Pictures in the listing should not be copied. Reproduce, word for word, each line from the one holding "Target: building roof" through the final line.

# # # #

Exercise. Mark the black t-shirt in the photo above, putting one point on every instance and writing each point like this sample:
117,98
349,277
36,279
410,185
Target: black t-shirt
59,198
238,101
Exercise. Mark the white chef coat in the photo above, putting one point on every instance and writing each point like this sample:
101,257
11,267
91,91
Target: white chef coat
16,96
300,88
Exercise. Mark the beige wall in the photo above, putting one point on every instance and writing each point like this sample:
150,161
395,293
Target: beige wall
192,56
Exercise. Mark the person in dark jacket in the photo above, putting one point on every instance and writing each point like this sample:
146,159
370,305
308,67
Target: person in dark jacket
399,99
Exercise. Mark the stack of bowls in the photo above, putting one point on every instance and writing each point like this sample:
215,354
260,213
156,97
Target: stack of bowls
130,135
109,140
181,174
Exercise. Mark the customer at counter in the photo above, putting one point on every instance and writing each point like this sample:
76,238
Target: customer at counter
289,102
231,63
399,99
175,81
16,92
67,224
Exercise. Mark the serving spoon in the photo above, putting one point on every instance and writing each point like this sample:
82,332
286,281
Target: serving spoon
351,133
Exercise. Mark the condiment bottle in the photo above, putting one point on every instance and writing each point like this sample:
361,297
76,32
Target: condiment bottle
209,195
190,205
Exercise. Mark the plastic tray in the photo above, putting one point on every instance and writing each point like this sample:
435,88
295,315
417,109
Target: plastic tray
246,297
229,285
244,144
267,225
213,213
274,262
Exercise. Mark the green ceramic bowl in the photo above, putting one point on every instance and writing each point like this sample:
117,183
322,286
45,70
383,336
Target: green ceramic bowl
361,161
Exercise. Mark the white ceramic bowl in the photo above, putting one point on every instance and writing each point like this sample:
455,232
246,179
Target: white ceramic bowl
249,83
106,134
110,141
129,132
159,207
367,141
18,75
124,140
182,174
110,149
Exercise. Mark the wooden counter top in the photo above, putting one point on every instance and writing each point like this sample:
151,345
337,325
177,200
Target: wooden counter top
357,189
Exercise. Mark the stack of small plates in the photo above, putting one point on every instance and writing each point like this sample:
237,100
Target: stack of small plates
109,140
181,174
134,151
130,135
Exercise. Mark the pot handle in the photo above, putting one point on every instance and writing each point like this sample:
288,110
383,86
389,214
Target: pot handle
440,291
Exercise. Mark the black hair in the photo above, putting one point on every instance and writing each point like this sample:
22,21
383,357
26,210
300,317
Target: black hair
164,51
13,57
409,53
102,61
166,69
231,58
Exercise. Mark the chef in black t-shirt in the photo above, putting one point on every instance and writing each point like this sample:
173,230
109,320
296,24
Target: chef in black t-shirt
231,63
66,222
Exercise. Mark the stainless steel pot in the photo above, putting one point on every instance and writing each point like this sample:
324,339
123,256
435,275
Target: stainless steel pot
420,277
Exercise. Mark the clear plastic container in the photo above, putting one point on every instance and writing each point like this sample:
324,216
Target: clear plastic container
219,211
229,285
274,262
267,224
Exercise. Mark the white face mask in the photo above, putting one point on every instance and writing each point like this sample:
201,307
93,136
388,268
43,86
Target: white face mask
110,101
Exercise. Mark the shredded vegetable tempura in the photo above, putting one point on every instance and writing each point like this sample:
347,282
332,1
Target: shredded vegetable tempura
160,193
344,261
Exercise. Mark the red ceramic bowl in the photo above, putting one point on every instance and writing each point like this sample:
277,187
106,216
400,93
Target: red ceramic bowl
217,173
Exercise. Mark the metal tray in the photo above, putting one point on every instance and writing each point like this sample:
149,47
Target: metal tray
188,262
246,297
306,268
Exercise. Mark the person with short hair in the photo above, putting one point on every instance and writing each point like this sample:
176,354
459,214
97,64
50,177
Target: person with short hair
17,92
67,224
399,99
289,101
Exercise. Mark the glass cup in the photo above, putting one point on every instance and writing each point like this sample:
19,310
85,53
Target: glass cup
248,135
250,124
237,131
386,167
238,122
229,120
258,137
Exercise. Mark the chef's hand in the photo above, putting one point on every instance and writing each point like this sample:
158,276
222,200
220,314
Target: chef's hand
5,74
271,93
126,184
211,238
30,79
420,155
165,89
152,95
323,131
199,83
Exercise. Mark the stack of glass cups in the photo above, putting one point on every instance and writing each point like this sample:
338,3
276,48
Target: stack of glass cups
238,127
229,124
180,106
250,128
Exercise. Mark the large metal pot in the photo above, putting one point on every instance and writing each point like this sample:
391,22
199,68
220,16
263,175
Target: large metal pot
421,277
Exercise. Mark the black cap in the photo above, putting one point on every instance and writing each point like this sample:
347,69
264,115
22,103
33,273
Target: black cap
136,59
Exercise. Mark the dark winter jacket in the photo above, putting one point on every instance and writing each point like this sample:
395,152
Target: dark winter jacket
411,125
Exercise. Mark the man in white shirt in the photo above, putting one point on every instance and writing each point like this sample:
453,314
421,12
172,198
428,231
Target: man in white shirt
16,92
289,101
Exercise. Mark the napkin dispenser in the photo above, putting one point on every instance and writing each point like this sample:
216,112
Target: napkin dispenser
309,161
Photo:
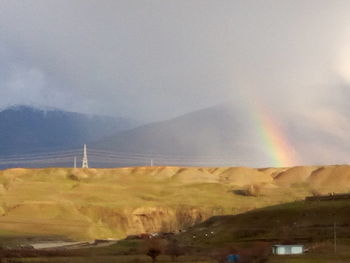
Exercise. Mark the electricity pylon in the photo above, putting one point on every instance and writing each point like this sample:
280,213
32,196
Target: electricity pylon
85,162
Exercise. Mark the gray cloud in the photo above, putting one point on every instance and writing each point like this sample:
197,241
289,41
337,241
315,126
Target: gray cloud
156,59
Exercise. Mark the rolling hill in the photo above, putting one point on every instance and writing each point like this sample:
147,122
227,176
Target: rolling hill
113,203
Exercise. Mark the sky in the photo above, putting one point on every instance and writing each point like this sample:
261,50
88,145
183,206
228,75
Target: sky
152,60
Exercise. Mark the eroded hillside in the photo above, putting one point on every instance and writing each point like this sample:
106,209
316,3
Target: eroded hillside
113,203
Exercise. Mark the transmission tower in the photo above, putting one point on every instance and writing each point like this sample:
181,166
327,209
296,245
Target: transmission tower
85,162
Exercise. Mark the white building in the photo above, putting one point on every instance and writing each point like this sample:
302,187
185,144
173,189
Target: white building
287,249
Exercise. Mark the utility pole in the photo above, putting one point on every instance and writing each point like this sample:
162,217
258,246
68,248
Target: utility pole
335,236
85,162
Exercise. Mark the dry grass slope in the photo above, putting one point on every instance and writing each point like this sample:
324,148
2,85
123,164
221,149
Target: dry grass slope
103,203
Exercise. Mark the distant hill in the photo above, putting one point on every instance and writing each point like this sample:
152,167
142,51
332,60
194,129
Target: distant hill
218,135
26,129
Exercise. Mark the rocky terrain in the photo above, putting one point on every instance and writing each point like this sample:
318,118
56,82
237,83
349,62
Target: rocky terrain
85,204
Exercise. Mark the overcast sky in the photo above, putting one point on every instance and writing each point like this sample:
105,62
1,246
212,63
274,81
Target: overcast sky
156,59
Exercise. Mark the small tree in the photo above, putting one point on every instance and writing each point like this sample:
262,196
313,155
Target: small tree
174,250
154,247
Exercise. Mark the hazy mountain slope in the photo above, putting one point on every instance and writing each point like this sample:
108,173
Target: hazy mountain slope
215,136
26,129
93,203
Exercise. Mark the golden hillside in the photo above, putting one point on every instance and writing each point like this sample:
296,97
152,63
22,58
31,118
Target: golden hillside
113,203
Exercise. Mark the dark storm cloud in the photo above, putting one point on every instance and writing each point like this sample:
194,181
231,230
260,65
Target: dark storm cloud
157,59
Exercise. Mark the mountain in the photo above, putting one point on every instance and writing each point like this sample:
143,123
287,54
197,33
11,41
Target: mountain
25,129
218,135
233,135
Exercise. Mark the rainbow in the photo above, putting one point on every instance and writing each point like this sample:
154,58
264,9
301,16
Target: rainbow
276,143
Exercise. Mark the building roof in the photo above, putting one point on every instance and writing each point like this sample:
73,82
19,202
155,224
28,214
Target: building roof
295,245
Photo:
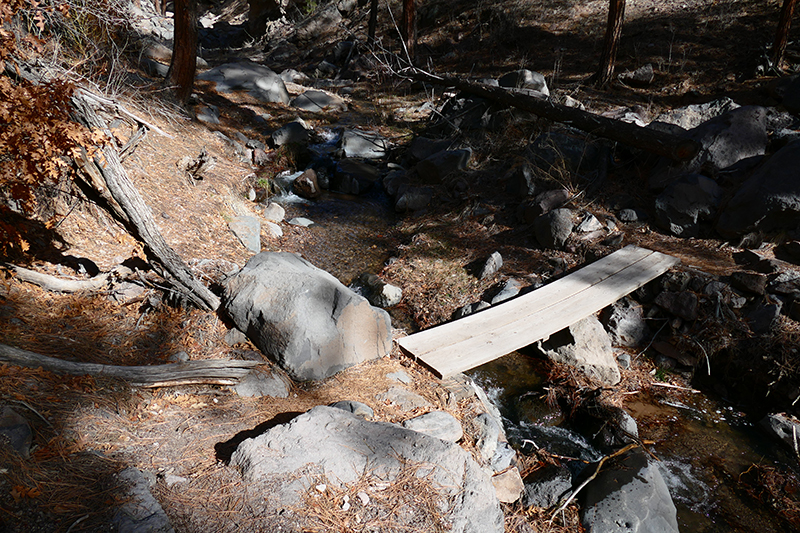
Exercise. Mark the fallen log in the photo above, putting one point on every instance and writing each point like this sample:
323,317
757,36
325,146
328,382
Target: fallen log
207,372
664,144
134,211
55,284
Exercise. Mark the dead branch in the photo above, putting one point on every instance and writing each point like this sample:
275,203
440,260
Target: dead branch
55,284
102,101
207,372
586,482
664,144
134,211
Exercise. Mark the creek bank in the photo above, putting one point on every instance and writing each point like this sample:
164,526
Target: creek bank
680,302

# # # #

■ **EXERCISE OUTPUT**:
Target: building roof
295,245
Photo:
Exercise. Mark the fallen log in the photo above, putting one point on every instance and writing each point like this sample:
323,317
757,36
325,146
328,382
Target: fallen log
207,372
664,144
134,211
55,284
Exercise. Mark the dead branch in the photo above, putting one point on every instance and writing each point like this sample:
275,203
440,260
Target: dead branch
55,284
102,101
207,372
586,482
664,144
134,211
Exercise. Mark the creek bank in the photo above, putting one point on every instance and writing each point like this sample:
164,526
Target: creek bank
680,302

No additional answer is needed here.